Problem:
Extract the full listing verbatim and drop any pictures from your copy.
------------------------------------------------------------------------
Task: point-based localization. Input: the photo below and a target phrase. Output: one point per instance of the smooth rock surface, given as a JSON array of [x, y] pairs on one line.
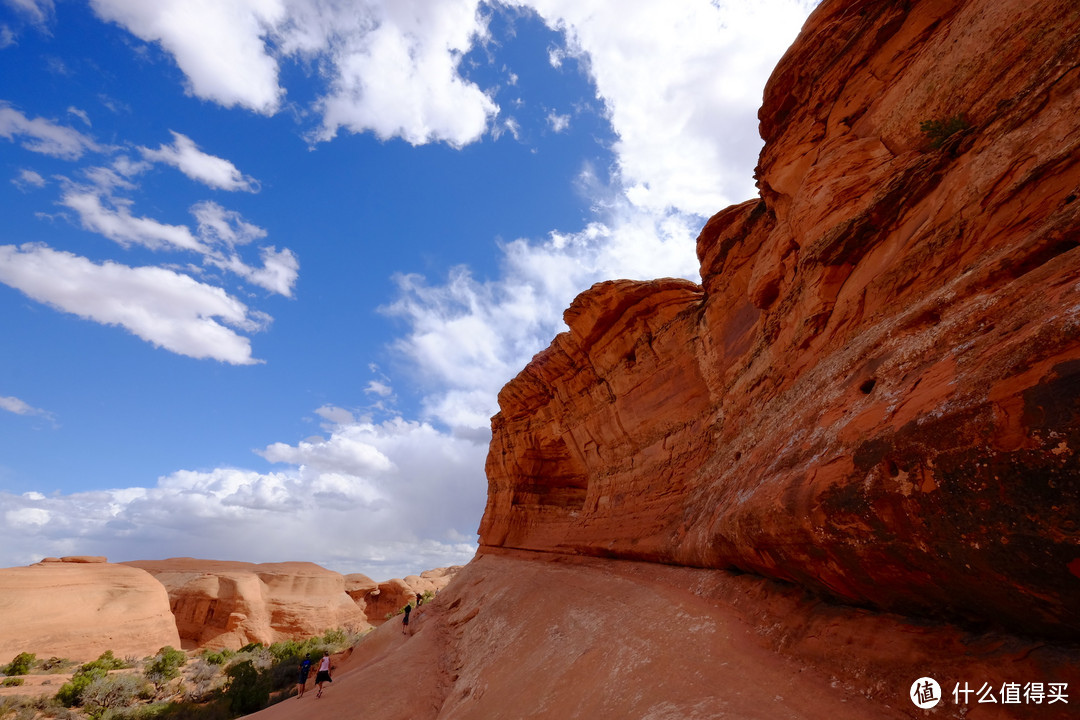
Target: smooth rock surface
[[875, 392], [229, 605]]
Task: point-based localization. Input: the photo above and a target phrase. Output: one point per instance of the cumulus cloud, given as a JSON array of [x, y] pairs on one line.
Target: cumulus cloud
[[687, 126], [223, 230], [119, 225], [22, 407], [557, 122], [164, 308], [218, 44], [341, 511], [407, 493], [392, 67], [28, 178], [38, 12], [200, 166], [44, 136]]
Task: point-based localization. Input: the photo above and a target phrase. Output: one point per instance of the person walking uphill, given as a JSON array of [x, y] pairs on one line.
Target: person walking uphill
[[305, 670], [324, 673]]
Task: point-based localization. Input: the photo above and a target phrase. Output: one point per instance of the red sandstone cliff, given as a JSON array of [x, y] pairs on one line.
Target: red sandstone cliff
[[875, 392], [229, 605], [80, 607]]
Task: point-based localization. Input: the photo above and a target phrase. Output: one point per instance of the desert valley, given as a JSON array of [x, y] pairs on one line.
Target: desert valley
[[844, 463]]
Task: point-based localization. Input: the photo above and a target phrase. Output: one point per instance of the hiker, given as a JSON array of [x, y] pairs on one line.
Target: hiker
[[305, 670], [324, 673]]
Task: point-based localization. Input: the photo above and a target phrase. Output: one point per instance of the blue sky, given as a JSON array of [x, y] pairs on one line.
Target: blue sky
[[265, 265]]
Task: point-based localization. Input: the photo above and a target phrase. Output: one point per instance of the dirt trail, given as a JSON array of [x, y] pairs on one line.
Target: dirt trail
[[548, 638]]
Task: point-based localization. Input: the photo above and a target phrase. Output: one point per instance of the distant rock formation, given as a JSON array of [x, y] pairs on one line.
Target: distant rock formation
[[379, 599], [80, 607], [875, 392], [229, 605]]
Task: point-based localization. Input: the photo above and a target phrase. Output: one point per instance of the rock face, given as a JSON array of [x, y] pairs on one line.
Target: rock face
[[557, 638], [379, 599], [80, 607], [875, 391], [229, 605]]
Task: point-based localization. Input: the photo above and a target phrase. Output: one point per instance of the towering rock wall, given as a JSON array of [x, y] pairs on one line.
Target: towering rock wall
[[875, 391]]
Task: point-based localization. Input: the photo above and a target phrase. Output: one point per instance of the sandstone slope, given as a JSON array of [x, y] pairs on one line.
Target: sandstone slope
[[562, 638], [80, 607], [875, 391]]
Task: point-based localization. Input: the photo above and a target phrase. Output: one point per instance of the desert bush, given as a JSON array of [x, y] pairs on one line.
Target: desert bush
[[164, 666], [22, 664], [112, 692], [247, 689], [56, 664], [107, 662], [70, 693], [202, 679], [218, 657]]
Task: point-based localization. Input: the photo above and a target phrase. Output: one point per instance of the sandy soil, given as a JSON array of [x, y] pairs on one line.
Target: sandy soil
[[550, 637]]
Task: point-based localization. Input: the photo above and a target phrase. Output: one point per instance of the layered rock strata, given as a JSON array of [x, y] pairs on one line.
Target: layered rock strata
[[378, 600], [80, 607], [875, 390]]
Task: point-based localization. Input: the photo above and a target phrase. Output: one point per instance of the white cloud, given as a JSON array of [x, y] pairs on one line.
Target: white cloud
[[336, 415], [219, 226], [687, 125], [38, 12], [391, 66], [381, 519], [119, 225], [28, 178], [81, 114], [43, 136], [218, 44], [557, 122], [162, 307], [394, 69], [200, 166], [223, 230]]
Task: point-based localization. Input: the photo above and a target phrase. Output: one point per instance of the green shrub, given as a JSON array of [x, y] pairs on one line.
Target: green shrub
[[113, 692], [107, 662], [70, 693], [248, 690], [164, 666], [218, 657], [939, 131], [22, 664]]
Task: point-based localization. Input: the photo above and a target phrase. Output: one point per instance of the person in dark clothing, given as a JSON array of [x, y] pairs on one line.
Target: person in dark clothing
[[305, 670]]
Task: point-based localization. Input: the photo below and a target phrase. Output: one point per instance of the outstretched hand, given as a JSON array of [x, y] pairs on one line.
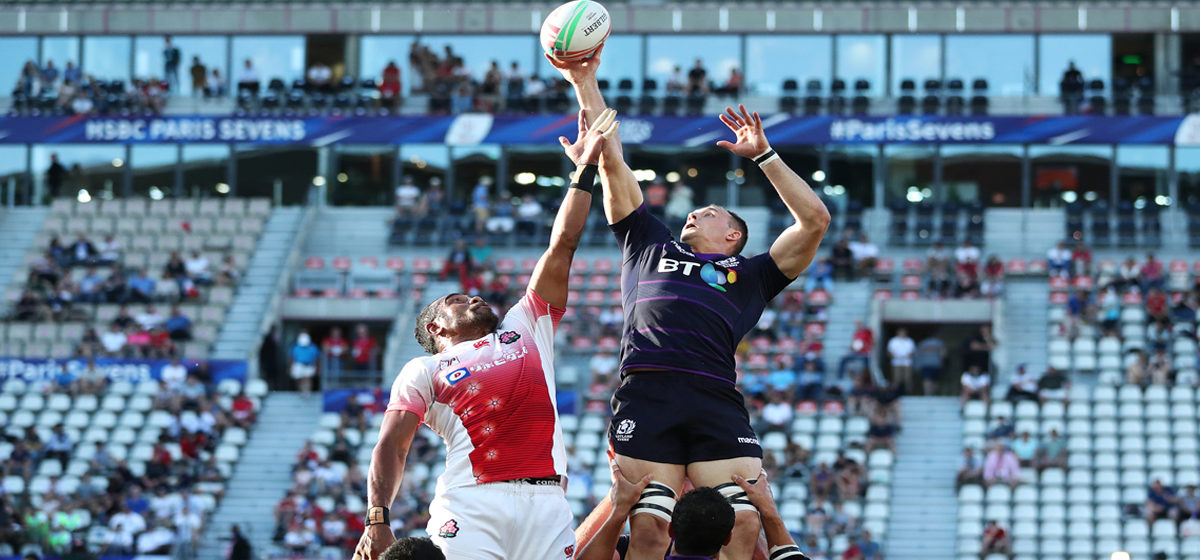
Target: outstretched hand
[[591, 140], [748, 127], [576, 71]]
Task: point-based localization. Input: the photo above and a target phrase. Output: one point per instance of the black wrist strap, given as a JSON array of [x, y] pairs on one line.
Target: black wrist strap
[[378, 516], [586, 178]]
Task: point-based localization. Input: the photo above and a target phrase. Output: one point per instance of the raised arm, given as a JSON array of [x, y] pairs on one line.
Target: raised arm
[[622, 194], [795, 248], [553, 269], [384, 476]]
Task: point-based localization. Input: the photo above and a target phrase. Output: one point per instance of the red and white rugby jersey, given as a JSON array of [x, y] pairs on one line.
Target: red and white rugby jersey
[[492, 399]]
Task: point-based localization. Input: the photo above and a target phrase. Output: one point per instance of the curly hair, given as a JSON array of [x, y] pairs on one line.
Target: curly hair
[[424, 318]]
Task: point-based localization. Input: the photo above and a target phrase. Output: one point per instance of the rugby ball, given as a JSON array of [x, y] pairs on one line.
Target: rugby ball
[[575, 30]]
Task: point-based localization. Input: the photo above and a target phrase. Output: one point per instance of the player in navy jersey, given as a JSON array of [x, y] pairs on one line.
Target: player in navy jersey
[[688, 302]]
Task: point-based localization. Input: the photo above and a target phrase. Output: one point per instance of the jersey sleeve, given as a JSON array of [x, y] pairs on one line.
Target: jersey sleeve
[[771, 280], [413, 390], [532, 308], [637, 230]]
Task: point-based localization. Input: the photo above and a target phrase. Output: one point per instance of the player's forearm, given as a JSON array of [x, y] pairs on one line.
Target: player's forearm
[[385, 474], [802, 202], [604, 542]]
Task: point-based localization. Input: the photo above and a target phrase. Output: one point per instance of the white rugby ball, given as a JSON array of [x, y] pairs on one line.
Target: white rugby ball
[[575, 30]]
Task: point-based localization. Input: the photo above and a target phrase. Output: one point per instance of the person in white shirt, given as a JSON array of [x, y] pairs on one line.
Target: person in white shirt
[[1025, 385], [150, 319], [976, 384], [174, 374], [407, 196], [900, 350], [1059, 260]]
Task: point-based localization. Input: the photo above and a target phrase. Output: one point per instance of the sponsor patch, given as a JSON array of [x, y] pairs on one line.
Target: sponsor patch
------------------------------------------------------------------------
The solution:
Task: point-based localization. Input: the photo below and a target phrase. Output: one point per instance of the smooth rock surface, given as a JSON array of [x, y] pairs on one line.
Target: smooth rock surface
[[875, 392], [229, 605]]
Task: point-based localization. Input: the photo above and a target phrase. Output: one point per instance of the cumulus cloud, given as a JSON array of [x, y] pairs on one line.
Target: cumulus cloud
[[687, 126], [223, 230], [119, 225], [22, 407], [557, 122], [164, 308], [218, 44], [341, 511], [407, 493], [392, 67], [28, 178], [38, 12], [200, 166], [44, 136]]
Task: point-based localization. Input: the photo above and a target phrase. Output: one point per instance of the person walking uphill, given as a JSON array of [x, y] pairs on one line.
Target: person walking uphill
[[305, 670], [324, 673]]
Task: point-based localization. Input: the photo above and a target phrase. Output: one point per instance of the red sandstone cliff, given as a JSON array of [x, y] pairs on one line.
Target: red sandstone cliff
[[875, 392], [229, 605], [80, 607]]
Task: point-based localization. Input: the photo above and a target phrase. Output: one point per instance of the desert valley, given as a JSON array of [x, y] pairs on one line.
Target: desert valley
[[844, 463]]
Task: point-based localization. Input: the photo above and a target phrase. Output: one point per instance of the hiker, given as a JSON array of [x, y] pairs on one line.
Target: hiker
[[305, 670], [324, 673]]
Task: point-based localization. Input: the photo above and a target phrase. Output: one point per instance of the blue sky, given as a JSON array of [x, y] pairs on one line.
Target: blue sky
[[265, 265]]
Task: point-based localization. Input: the photo above and a target phrase. Output: one point per instance of the dirt trail, given as a JSON array of [x, y] pairs on one line.
Target: dirt trail
[[548, 638]]
Task: point-based localization. Input: the photo above and a target phrase. Output: one point per instance of the distant rock formation, given as a JSON array of [x, y] pairs on one line.
Target: distant rock formation
[[379, 599], [80, 607], [875, 392], [229, 605]]
Task: point-based localization. Input: the photo above and a target phrase. Output: one point per instance of the rock face, given as a JSON array of [x, y] pairs on one line.
Target: rock face
[[557, 638], [379, 599], [80, 607], [875, 391], [229, 605]]
Task: point-based localization. Input: the photo above and a target phrase. Output: one point per instance of the towering rock wall, given as a JSON array of [x, y] pairs on one line.
Target: towering rock wall
[[875, 391]]
Task: point-based localization. Input: the photo above and a target phrase. Output: one point per instance of the sandstone slope, given as a JSON array of [x, y] pairs on one line.
Target: sandstone slope
[[562, 638], [80, 607], [875, 391]]
Task: point-based localization. Input: the photo above and a target phrase. Output: one point per instance of the desert bush, given as a JSON array of [x, y] pairs on one line.
Target: desert bush
[[164, 666], [22, 664], [112, 692], [247, 689], [56, 664], [107, 662], [70, 693], [202, 679], [218, 657]]
Task: point-based localization. Input: the photo above and a target phrase. Output: one point per instance of the sandy soil, given as a JSON array of [x, y] pairs on one line.
Target: sandy soil
[[550, 637]]
Task: point-based localization. Input: the photo above and a target phrase. Output: one point per instance of the layered rock strata, given as a JSON array of [x, y] pairs on one line.
Target: layered rock strata
[[378, 600], [80, 607], [875, 390]]
Task: point-based localization. Input: the photo above and a target phrase. Output: one point per instance of the white cloud, given as a JSON array of [x, y] pairs on one line.
Target: white cloud
[[336, 415], [219, 226], [687, 125], [38, 12], [391, 66], [381, 519], [119, 225], [28, 178], [81, 114], [43, 136], [218, 44], [557, 122], [162, 307], [394, 69], [200, 166], [223, 230]]
Task: point-based localization. Input: the photo above and a target phrase. Output: one point per instance of the green shrub, given as a JSON array of [x, y] pairs on one line.
Target: green shrub
[[113, 692], [107, 662], [70, 693], [248, 690], [164, 666], [218, 657], [939, 131], [22, 664]]
Task: point-based localization. Input: the photo above and a target phrase. Output: one point per instance of the person in dark clothing, given as a JSON array of [x, y] pairs on one line.
Target: person in dark clothing
[[305, 670]]
Task: point-based localization. Input: the photo below and a target phrase. Output: one point per instance of the outstretched hand, given as a JSON array of [x, y] pairs on one line.
Target: outstretched hand
[[591, 140], [748, 127], [576, 71]]
Task: point-based localization. Input: the photo above and a target phrase. Output: one point per instance of the black wrist strap, given as a JSON array of [x, y] pairs on one line.
Target: black wrist strap
[[378, 516], [586, 178]]
Task: point-based localization. Input: the photo above and a target phrase. Output: one point per instance of the raised arm, given as a JSON array of [x, y] pairs on one line.
Target: raised arm
[[622, 194], [795, 248], [553, 269], [384, 476]]
Task: point-based localization. Input: the photo above and a target phrase. Output: one point per instance of the red and white rugby jersey, given as a JSON array of [x, y] pairs on one line.
Target: red and white rugby jersey
[[492, 399]]
Task: point-based localization. Input: the photo above and a target phrase. Output: one point per instance of the curly hair, given as a JSON array of [x, y] pairs on one line.
Target: curly hair
[[424, 318]]
Task: point-based localization. Input: the photo above and a target phrase. Output: one point per instance of the rugby ball, given as a JSON array of [x, y] pairs on one line.
Target: rugby ball
[[575, 30]]
Task: point-based localization. Input: the photo above and a target phrase. Output: one point per instance of the player in navy jersey, given as a JSON array of [x, y] pairs on one line.
Target: player in navy jersey
[[688, 302]]
Task: point-based localization. Input: the photo above and a target phrase. Output: one point per instance of the jersey sleeve, given as a JSON array of [x, y] pairs on one line.
Target: jersey sleeve
[[771, 280], [413, 390], [532, 308], [637, 230]]
Task: point-based localization. Input: the photo above and a target phrase. Output: one point per instance of the player's forearm, given as a JSON array of [x, y] pairs on one line.
Target: player's forearm
[[385, 474], [802, 202], [604, 542]]
Task: point-based localization. Input: the photo above and a target phrase. Output: one point per instance of the white rugby ball, given as a JSON array of [x, y] pairs on one line.
Target: white rugby ball
[[575, 30]]
Task: point-based localization. Input: the photo above and a target phrase. Output: one point per instance of the person in white shirt, given as a JSON array of [x, y] pairs on one line.
Target: person in white shirt
[[1025, 385], [150, 319], [976, 384], [174, 374], [407, 196], [900, 350], [1059, 260]]
Task: point-based localization. Input: the photo above and a target phrase. Output: one point per instance of the sponsor patch, given as a JSON array of [x, y] pairs on one line.
Target: sponsor patch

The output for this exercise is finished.